• _Exercise prompt_
Take the lines below between the one holding "find steam cloud" and the one holding "find clear blue", inclusive, and copy them exactly. Add nothing.

Collected data
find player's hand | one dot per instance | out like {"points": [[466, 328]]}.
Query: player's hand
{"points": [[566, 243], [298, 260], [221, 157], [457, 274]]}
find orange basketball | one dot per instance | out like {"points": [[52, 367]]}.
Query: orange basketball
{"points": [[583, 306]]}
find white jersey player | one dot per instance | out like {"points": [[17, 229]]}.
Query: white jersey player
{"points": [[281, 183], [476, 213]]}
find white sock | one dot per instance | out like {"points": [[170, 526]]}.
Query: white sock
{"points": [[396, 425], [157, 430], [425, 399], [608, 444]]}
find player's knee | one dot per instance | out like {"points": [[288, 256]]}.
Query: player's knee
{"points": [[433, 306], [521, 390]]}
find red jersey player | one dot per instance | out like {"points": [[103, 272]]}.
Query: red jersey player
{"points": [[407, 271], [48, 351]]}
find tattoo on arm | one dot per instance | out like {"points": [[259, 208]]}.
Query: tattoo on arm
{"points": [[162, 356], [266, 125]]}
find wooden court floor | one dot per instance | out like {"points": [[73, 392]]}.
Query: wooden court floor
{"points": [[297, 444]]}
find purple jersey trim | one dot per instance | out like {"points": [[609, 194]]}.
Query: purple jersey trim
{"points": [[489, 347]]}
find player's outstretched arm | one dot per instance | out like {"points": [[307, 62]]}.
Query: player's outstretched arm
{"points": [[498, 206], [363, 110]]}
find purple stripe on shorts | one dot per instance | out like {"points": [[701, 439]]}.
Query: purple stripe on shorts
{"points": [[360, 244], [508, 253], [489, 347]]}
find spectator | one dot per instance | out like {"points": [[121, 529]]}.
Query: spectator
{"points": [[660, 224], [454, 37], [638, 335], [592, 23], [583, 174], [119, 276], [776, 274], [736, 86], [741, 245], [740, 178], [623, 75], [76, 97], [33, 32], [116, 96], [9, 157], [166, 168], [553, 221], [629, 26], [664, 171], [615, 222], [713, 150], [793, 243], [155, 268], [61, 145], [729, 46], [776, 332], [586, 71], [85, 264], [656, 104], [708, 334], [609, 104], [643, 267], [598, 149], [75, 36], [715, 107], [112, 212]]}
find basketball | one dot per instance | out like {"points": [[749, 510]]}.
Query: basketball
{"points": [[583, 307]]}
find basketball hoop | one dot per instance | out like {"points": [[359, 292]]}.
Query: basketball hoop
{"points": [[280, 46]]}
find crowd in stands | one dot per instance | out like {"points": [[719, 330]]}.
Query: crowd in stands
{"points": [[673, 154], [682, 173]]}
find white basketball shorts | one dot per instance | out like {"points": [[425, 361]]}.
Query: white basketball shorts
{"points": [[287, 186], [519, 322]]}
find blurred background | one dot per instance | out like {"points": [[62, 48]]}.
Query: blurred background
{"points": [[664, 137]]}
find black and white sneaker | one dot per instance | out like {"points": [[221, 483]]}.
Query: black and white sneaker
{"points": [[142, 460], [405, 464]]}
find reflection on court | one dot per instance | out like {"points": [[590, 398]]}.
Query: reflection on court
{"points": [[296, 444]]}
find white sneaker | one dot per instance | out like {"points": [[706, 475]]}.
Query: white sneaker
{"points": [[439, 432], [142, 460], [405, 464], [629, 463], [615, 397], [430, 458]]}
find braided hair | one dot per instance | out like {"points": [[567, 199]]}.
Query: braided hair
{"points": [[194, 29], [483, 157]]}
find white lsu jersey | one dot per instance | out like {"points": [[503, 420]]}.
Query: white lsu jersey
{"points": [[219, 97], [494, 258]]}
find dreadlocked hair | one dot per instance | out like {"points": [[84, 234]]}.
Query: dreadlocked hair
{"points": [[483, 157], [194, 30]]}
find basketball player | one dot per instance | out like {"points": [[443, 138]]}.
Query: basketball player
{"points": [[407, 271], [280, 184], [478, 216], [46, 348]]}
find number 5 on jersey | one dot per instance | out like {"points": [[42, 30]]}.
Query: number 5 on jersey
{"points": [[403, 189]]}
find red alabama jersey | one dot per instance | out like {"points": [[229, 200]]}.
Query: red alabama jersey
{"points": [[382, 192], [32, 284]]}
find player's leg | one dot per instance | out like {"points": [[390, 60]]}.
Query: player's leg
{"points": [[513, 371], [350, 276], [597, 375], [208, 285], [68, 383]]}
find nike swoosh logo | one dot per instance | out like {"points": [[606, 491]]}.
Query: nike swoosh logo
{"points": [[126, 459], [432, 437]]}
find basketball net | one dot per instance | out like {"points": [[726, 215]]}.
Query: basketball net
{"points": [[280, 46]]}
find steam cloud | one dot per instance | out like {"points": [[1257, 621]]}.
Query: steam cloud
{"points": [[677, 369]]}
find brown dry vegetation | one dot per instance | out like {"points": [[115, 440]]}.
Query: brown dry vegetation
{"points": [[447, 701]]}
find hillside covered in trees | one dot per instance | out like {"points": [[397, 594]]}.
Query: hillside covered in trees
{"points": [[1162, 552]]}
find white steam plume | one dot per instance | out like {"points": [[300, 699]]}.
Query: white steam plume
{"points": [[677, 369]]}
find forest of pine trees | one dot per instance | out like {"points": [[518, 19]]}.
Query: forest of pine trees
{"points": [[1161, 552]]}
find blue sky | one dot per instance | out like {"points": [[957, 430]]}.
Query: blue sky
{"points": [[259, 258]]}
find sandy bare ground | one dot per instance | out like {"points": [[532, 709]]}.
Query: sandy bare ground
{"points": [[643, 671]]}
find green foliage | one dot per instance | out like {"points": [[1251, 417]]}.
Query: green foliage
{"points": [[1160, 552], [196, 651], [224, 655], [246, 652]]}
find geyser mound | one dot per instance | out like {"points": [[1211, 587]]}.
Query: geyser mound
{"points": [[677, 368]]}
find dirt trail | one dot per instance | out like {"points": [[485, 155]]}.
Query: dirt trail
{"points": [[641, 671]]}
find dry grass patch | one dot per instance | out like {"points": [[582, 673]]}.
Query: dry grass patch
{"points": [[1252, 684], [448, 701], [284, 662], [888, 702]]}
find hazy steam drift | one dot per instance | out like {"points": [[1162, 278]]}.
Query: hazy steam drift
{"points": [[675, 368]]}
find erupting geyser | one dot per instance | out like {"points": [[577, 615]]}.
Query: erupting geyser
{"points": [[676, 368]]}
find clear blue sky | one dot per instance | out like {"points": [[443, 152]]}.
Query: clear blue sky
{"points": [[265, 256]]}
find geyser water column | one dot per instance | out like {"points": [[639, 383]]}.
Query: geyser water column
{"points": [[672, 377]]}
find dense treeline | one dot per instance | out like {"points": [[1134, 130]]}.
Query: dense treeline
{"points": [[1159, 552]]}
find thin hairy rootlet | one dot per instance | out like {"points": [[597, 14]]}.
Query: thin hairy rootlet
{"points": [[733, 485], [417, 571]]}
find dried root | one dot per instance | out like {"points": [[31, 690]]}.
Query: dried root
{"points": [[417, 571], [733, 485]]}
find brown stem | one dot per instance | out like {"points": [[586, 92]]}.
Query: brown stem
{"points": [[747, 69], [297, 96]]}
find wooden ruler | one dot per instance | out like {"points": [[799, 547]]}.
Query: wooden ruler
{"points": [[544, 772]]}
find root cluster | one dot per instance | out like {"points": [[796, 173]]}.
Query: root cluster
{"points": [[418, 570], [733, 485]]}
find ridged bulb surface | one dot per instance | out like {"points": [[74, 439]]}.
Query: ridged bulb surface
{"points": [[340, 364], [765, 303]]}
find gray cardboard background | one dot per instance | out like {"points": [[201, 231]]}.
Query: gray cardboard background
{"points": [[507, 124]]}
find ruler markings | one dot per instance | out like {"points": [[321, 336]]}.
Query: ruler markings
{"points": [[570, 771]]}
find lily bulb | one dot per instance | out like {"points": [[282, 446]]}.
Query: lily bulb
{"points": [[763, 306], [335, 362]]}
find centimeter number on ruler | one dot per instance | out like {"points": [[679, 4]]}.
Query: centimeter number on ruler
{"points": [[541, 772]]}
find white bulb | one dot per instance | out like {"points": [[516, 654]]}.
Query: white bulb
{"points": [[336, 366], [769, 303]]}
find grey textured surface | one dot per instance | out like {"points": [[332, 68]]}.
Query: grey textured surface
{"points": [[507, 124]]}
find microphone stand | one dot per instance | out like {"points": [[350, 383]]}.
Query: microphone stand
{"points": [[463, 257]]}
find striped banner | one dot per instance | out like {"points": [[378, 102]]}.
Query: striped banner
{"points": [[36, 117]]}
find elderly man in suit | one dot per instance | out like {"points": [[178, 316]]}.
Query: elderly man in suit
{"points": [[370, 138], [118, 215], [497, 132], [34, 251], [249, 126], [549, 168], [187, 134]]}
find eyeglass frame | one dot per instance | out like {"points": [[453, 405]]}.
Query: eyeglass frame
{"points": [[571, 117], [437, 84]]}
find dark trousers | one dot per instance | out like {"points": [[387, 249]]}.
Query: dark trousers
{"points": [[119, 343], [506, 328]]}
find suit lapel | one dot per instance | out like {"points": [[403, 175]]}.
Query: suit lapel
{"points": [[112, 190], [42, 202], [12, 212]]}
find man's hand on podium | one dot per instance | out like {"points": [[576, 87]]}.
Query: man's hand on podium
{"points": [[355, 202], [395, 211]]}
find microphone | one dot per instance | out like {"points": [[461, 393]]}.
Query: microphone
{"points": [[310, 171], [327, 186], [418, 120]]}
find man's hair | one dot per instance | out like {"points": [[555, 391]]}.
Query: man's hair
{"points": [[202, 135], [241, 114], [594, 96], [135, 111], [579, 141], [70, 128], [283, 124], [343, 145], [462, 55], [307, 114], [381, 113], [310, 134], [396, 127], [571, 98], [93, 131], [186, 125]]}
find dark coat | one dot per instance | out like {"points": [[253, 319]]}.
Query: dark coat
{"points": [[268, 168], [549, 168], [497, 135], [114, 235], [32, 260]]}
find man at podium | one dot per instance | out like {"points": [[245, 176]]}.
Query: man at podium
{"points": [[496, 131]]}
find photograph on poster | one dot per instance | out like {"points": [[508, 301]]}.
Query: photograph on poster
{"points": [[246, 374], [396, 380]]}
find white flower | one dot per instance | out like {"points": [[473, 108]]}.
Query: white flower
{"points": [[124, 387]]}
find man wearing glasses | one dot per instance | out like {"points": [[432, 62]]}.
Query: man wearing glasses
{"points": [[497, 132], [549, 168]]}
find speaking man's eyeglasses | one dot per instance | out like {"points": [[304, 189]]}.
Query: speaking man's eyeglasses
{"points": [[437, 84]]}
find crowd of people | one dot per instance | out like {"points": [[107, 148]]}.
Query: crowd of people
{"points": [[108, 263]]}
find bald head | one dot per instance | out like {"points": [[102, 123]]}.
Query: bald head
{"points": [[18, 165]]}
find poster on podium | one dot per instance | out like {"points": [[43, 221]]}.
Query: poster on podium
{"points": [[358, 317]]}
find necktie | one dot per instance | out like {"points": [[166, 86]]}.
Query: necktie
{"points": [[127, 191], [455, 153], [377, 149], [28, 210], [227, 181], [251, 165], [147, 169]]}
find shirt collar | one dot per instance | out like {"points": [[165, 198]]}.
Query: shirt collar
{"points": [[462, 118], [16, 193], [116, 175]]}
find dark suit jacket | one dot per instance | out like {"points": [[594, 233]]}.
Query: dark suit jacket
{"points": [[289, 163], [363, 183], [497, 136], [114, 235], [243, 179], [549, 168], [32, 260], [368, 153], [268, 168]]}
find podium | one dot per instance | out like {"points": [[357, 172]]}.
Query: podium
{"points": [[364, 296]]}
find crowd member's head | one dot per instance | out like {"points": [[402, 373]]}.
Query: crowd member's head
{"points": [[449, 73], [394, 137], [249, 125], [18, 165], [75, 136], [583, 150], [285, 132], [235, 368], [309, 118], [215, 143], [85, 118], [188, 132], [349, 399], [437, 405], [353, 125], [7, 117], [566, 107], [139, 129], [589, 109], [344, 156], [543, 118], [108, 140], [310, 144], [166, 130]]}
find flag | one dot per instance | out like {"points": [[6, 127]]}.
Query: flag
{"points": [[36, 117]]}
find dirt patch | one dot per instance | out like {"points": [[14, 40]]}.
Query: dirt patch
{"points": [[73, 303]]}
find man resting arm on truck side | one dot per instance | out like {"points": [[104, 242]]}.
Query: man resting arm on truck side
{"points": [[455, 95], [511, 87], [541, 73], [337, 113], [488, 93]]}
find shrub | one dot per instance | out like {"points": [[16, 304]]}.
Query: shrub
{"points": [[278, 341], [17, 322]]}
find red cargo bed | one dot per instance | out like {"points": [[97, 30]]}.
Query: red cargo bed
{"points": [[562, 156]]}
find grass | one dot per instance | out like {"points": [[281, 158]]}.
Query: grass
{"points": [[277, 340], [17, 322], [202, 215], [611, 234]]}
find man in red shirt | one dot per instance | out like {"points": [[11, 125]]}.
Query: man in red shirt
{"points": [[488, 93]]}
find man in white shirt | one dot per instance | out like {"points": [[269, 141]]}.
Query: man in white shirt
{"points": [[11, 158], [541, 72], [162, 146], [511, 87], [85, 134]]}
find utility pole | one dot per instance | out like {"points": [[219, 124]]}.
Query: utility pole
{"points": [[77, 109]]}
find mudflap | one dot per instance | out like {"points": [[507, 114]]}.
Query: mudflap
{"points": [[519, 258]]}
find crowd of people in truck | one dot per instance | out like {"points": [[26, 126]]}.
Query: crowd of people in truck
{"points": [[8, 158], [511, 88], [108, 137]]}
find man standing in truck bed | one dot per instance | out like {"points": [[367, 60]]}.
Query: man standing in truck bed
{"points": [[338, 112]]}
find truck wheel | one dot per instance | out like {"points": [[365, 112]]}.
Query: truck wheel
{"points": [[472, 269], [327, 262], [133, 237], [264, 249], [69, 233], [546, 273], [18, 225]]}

• _Answer section_
find steam cloud | one dot per instance | out like {"points": [[1257, 621]]}.
Query: steam cloud
{"points": [[677, 369]]}
find brown dry vegetation | one dot per instance | out like {"points": [[115, 440]]}.
Query: brown dry vegetation
{"points": [[447, 701]]}
find hillside covered in trees | one dot per instance | out like {"points": [[397, 594]]}.
Query: hillside covered in trees
{"points": [[1162, 552]]}
find white steam plume | one dot per instance | out like {"points": [[300, 699]]}.
Query: white steam plume
{"points": [[677, 369]]}
find forest of pine trees | one dot per instance | out like {"points": [[518, 19]]}.
Query: forest of pine trees
{"points": [[1161, 552]]}
find blue sky | one dot per instance | out like {"points": [[957, 430]]}.
Query: blue sky
{"points": [[259, 258]]}
find sandy bare ground | one dot per instance | out like {"points": [[532, 709]]}.
Query: sandy bare ground
{"points": [[643, 671]]}
find green foliage | one dot per instance | out like {"points": [[1251, 417]]}.
Query: green foliage
{"points": [[1160, 552], [196, 651], [224, 655], [246, 652]]}
find geyser mound | one dot per instance | out like {"points": [[1211, 587]]}.
Query: geyser mound
{"points": [[677, 368]]}
find dirt trail | one dot per instance | out like {"points": [[485, 155]]}.
Query: dirt trail
{"points": [[641, 671]]}
find dry grass patch | one dot per instance | out like {"points": [[582, 673]]}.
Query: dry grass patch
{"points": [[1252, 684], [448, 701], [284, 662], [888, 702]]}
find hazy steam drift | one dot per instance | out like {"points": [[1162, 278]]}.
Query: hazy steam drift
{"points": [[675, 368]]}
find erupting geyser | one dot per instance | out like {"points": [[577, 615]]}.
Query: erupting geyser
{"points": [[676, 368]]}
find clear blue sky | one dot per instance | out like {"points": [[443, 152]]}.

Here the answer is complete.